THE PROBLEM → Where the word "vaulted" shows up in the entries below, please copy the whole line.

PROVIDED INFORMATION →
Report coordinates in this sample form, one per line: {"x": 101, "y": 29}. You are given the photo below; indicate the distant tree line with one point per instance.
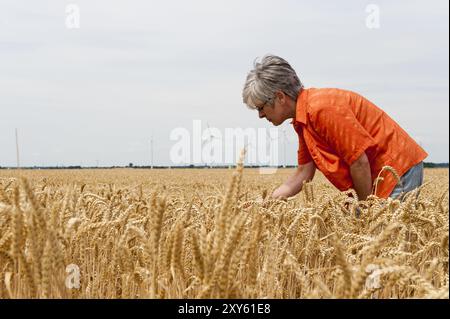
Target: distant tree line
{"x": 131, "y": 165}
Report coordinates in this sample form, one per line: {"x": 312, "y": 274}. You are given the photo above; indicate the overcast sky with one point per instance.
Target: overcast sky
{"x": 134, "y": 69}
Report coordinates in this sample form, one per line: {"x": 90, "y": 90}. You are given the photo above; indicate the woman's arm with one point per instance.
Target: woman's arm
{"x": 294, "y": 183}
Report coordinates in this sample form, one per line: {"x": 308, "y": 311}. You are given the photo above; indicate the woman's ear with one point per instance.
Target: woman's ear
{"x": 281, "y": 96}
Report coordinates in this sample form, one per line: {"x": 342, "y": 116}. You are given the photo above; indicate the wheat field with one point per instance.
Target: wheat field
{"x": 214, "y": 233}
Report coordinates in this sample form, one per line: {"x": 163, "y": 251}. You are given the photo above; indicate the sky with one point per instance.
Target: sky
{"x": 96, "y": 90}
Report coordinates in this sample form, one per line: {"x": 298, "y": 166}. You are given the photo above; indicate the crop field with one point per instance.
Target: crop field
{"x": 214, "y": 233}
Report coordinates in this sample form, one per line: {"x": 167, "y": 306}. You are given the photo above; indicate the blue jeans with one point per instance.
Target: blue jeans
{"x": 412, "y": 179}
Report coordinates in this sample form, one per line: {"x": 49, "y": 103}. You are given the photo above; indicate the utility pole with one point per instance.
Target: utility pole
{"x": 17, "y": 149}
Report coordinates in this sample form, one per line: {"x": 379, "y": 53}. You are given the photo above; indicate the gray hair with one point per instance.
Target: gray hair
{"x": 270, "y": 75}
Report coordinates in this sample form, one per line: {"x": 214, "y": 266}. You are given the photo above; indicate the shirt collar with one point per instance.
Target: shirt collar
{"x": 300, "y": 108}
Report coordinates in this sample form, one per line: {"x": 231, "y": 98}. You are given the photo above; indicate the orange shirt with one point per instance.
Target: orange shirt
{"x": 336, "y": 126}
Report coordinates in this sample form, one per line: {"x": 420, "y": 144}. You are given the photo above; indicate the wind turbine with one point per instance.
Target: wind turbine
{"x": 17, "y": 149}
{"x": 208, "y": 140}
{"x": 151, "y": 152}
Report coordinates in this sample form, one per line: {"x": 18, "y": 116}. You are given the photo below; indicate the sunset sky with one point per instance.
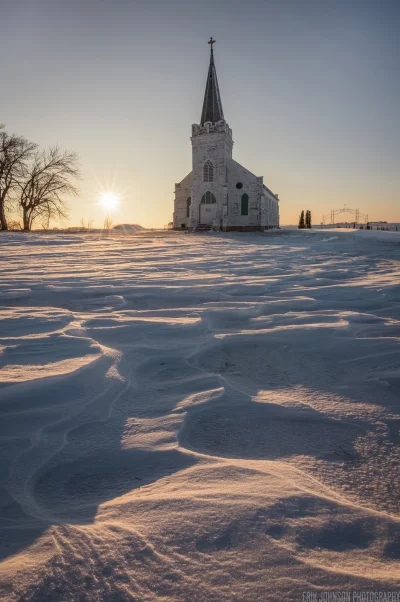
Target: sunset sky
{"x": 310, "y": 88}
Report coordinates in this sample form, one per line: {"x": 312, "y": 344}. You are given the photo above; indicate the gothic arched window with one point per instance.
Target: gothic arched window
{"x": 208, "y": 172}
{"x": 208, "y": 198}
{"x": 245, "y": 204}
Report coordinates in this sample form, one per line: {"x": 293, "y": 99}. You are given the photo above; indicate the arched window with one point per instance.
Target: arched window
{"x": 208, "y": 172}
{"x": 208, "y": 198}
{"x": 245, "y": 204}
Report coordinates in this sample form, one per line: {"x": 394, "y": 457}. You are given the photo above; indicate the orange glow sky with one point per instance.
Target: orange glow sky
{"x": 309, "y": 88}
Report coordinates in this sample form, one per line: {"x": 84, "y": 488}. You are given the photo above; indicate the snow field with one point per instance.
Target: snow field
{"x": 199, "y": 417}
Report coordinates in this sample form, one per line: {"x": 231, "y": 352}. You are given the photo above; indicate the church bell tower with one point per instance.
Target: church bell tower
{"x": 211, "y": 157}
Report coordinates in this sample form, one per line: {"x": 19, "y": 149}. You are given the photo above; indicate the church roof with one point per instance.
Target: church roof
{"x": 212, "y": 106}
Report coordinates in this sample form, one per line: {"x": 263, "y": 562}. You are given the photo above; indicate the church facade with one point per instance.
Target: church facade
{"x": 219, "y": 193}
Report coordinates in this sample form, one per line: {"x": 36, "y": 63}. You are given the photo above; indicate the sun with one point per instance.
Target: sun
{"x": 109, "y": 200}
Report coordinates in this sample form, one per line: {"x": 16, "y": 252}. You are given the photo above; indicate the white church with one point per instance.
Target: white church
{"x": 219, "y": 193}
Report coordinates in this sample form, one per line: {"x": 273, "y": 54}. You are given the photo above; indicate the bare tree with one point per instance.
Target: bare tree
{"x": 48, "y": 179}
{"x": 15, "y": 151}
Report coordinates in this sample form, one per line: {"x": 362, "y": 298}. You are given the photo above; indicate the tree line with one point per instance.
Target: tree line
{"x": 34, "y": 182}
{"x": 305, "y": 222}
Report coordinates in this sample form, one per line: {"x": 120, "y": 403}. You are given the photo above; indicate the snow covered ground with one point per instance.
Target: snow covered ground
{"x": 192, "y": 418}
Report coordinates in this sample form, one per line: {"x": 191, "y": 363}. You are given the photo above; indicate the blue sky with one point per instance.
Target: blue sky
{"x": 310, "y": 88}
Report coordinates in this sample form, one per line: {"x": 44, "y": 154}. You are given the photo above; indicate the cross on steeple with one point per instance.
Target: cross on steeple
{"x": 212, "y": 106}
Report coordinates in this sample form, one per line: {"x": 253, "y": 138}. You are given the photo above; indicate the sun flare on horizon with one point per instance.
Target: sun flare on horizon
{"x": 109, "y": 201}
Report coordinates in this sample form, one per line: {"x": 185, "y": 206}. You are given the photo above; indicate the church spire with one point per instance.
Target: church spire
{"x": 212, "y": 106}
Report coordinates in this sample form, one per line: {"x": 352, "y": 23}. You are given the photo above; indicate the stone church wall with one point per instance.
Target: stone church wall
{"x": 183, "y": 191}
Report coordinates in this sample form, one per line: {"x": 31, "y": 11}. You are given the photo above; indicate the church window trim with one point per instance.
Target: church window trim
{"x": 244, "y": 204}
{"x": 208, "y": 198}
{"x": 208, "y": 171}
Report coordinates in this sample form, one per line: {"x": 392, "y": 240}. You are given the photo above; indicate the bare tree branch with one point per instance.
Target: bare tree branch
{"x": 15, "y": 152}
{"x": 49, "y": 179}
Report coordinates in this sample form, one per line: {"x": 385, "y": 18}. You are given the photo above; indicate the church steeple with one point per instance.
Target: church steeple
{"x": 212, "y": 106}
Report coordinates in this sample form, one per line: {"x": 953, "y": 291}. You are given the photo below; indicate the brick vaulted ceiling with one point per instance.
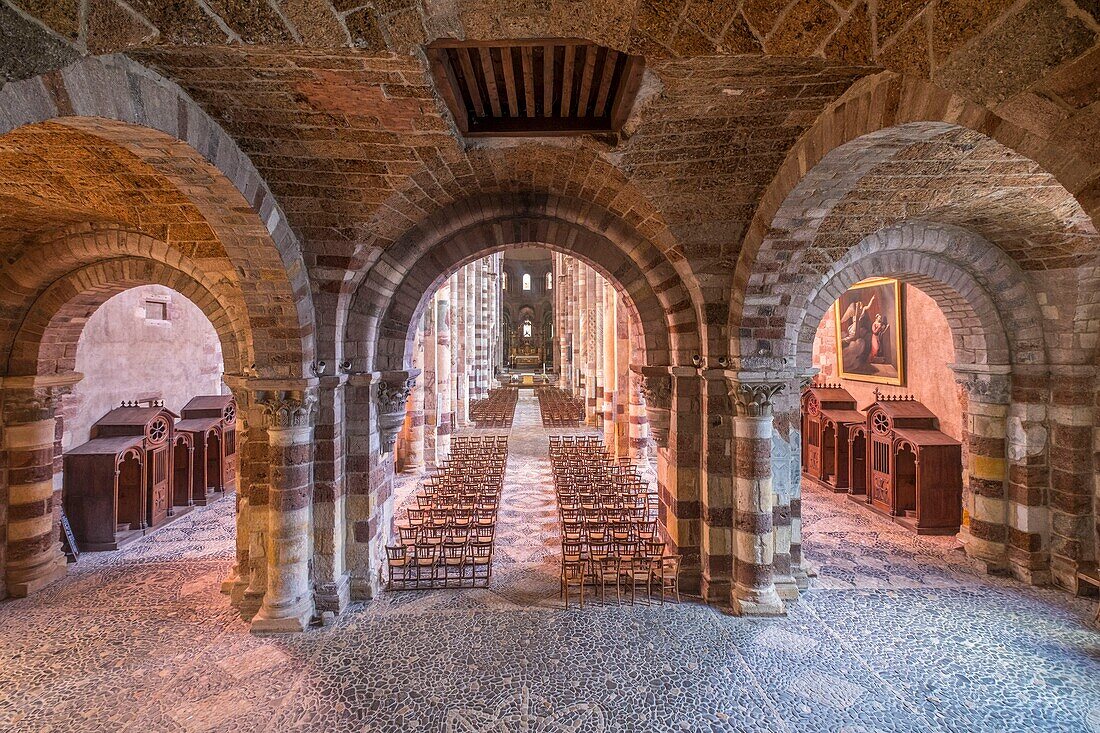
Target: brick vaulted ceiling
--
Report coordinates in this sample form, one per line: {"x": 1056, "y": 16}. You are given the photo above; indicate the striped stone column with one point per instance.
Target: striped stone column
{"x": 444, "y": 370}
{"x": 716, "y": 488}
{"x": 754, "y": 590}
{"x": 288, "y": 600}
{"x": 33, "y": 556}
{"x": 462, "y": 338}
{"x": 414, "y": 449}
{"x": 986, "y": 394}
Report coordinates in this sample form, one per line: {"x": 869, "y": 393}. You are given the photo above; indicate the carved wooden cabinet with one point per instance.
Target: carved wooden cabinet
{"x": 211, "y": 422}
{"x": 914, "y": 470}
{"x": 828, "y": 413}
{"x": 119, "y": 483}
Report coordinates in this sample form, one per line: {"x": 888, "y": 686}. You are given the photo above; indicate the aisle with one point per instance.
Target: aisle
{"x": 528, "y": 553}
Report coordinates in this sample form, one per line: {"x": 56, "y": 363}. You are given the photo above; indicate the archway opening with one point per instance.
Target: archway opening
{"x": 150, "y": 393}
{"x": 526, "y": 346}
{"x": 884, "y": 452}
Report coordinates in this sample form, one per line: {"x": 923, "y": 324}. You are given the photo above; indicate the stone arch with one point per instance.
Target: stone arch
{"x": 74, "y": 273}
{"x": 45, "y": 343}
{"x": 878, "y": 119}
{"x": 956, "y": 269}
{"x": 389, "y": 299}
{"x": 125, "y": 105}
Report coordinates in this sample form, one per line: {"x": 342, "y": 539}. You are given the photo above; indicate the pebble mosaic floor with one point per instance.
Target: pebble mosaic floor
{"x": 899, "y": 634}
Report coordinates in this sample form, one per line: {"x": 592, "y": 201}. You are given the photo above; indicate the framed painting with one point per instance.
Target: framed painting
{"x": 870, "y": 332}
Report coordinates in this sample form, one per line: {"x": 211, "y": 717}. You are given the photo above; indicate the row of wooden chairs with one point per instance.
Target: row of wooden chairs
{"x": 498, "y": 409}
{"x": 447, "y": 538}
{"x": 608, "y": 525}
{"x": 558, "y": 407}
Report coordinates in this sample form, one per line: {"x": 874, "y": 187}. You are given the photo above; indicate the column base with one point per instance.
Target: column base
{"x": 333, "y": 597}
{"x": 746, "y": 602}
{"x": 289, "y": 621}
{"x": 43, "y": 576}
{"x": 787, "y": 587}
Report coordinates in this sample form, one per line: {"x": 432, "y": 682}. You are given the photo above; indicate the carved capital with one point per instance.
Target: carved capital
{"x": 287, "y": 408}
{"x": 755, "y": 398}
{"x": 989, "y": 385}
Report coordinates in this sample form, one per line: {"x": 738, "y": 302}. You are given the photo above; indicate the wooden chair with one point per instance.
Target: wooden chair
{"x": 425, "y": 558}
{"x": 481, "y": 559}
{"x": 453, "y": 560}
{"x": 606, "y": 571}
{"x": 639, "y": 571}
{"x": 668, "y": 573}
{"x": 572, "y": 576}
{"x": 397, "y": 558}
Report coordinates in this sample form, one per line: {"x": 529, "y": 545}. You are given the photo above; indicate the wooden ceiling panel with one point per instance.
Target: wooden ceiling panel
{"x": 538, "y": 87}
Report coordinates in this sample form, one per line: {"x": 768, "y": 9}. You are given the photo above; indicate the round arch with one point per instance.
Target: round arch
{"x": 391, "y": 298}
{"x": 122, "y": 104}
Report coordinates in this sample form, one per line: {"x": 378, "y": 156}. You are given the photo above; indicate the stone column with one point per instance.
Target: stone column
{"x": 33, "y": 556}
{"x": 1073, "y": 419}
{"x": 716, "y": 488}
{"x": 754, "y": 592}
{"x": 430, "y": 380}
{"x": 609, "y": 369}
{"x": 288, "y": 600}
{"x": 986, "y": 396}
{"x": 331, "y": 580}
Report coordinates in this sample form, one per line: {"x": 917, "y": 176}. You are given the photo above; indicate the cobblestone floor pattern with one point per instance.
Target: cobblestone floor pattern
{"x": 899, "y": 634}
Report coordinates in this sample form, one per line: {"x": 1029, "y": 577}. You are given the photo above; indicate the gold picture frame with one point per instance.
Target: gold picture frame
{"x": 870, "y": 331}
==
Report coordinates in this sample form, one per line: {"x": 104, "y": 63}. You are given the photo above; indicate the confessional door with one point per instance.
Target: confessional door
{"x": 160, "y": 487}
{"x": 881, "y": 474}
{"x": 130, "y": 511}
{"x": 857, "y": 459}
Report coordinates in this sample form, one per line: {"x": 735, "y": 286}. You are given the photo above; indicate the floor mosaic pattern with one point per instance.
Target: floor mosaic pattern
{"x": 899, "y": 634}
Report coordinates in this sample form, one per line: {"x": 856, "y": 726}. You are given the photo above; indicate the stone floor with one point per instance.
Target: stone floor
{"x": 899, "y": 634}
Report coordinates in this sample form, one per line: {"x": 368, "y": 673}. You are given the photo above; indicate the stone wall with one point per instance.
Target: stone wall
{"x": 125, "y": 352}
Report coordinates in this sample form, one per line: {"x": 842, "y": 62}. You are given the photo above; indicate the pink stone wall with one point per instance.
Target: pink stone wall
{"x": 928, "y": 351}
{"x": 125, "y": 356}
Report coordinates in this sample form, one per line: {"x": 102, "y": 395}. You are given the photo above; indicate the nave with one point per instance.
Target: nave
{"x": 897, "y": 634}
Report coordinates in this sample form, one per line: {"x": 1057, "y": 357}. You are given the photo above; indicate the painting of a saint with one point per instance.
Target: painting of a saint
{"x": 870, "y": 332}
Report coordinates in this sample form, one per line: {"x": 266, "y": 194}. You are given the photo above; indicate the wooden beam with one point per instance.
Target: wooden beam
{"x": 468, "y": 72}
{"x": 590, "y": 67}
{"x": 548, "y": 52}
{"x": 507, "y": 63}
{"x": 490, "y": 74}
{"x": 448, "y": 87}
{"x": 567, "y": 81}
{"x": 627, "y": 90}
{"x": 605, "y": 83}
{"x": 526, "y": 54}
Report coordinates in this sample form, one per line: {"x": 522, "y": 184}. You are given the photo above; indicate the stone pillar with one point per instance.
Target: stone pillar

EXERCISE RESPONSE →
Report coordinates in this sample form, one per line: {"x": 953, "y": 291}. You are given the photo below; indicate the brick vaulted ceiling with one point per instance.
Target: brick vaulted ceiling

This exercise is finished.